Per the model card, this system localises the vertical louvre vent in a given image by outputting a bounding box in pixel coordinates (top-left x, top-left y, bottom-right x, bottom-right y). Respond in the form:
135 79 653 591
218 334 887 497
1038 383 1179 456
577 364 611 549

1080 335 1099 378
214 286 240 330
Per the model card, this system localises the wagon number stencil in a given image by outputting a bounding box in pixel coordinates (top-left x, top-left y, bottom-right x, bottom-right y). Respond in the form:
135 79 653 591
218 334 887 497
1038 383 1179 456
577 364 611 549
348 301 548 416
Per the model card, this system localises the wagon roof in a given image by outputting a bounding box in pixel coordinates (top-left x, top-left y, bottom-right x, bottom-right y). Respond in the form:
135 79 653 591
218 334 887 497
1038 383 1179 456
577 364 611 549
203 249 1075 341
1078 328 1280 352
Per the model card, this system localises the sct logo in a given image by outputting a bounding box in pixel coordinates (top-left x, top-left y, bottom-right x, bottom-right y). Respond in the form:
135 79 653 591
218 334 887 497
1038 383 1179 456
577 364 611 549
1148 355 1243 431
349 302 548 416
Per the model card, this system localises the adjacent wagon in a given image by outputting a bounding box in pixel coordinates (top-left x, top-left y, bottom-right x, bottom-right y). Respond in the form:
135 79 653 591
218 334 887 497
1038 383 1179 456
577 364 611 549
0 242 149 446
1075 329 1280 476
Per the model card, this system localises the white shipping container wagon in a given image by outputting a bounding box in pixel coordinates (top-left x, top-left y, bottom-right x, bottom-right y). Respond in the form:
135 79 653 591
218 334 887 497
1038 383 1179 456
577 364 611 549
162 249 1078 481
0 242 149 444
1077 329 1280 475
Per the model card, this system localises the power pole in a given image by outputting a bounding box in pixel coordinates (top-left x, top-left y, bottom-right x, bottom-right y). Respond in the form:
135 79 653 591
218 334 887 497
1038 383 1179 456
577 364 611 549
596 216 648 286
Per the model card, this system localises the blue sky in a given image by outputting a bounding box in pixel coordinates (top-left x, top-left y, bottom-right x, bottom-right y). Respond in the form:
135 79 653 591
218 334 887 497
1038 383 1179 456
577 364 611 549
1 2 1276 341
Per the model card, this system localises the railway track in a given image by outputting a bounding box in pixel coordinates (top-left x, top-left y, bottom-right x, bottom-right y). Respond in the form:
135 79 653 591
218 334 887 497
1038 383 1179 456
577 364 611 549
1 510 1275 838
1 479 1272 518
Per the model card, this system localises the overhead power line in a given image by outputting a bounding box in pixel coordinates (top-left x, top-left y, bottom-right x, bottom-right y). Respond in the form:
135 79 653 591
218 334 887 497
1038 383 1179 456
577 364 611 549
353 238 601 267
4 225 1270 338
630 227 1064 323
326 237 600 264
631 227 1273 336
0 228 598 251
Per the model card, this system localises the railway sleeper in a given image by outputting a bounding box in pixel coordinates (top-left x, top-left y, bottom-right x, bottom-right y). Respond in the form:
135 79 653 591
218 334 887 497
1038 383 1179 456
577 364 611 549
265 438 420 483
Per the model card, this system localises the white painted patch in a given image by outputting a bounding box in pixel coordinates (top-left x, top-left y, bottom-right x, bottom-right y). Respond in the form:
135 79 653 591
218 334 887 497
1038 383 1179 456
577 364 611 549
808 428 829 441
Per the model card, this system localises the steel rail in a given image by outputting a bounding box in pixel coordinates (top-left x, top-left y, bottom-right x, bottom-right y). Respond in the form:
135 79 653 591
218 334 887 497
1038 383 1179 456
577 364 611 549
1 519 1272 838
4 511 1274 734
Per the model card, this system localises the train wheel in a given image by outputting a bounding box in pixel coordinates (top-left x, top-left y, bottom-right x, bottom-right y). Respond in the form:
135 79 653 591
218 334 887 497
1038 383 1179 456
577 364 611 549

Try it ->
Restate each record above exactly, leaving nothing out.

Problem solution ->
Per the model card, this system localises the vertical louvre vent in a given image by outputting a bounding box in pixel coordinates (top-left x, top-left y, bottom-right x, bottom-right y). Respond in the form:
135 79 653 591
218 334 887 497
1038 383 1179 456
577 364 611 549

1080 335 1099 378
214 286 240 330
Per the model card, this system localises the wagon number stencil in a given image by outputting a bounding box in pixel coordinates (top-left x, top-left y, bottom-right x, bottom-right y). Respond in the form:
135 79 653 591
218 334 887 497
1038 383 1179 456
577 364 611 549
348 301 548 416
Per the model card, this system localises the wagon roof in a given image by outputting a bounding box in pixel coordinates (top-left x, top-left y, bottom-right x, bottom-right y). Respond in the form:
135 79 653 591
218 334 887 497
1038 383 1179 456
577 364 611 549
203 249 1075 341
1078 328 1280 352
Per the model card, this system localises the sct logo in a given image by outputting a bounding box in pixel coordinates (top-left x, top-left y, bottom-right x, bottom-right y). Respond in the form:
135 79 653 591
218 334 887 497
1038 383 1179 456
577 364 611 549
1148 355 1243 431
349 302 548 416
Per the model card, this system localises the adjacent wagon in a given image by outputting a bounding box in pixel coordinates (top-left x, top-left y, bottom-right x, bottom-right y). Respond in the form:
135 79 653 591
218 334 887 497
1038 383 1179 456
577 364 611 549
0 242 149 446
1075 329 1280 476
Per the model card, this system localises the white shipping container wagon in a given image by outputting a bounding box in pixel coordinates (top-left x, top-left y, bottom-right x, bottom-right y). Respond in the form:
135 79 653 591
218 334 887 497
1038 383 1179 456
577 364 611 549
162 249 1078 481
0 242 149 444
1077 329 1280 475
Per the model card, this system localises the power pole in a given image by outputting a bounding box in pixel coordinates (top-left x, top-left y, bottom-right x, bottom-right y). Respond in the form:
135 79 653 591
218 334 887 497
1038 383 1179 456
577 364 611 549
596 216 648 286
Per the model card, this system localises the blue sky in a given image by outputting a bounding box in pixel coordinates (top-left x, top-left y, bottom-right x, bottom-right y). Respond in the form:
135 79 653 591
218 334 887 497
1038 383 1179 456
577 364 611 549
1 2 1276 341
Per the model card, this system localises the railway track in a given image by outputting a bounding box in pixel coordinates (top-left x, top-left y, bottom-right x, bottom-right y). Respond in the form:
135 79 653 591
218 334 887 497
1038 383 1179 456
577 364 611 549
1 510 1275 838
1 479 1272 518
Per the model card, this system localises the overhead power line in a given image by outputting a bounding box in pixel coordinates (top-left x, top-left y, bottom-right x, bottom-right y). Respond in the form:
135 79 653 591
218 334 887 497
1038 383 1179 456
577 364 611 549
353 238 601 267
4 225 1270 338
630 227 1064 323
326 237 600 264
631 227 1273 336
0 228 598 251
Per the model card, this system localises the railway sleeper in a given image by outputting a bounding box in pixel coordinates (top-left x, top-left y, bottom-right x, bottom-right y). Respond in the form:
135 79 653 591
218 334 887 497
1038 383 1179 456
577 364 611 549
265 438 420 483
Per the model card, this system localises the white painted patch in a given image by outputting a bounding box in pixel coordinates (top-left x, top-left y, bottom-right x, bottom-right y). Respond in the form:
135 79 653 591
218 334 887 497
1038 383 1179 456
577 364 611 549
808 428 829 441
Per the model card, this system localises the steel rail in a given image by outputting a bounding box in pixel coordinates (top-left x, top-left y, bottom-right x, bottom-right y). Respond in the form:
135 79 653 591
218 334 887 497
1038 383 1179 456
577 364 611 549
1 519 1272 838
4 511 1274 734
Per the model card, this system localises the train wheel in a given image by outputting a bounding box in pixel coordinates (top-left x, top-left y, bottom-right x, bottom-right y). Respond in the form:
135 79 653 591
218 334 887 497
1038 383 1179 456
577 364 611 549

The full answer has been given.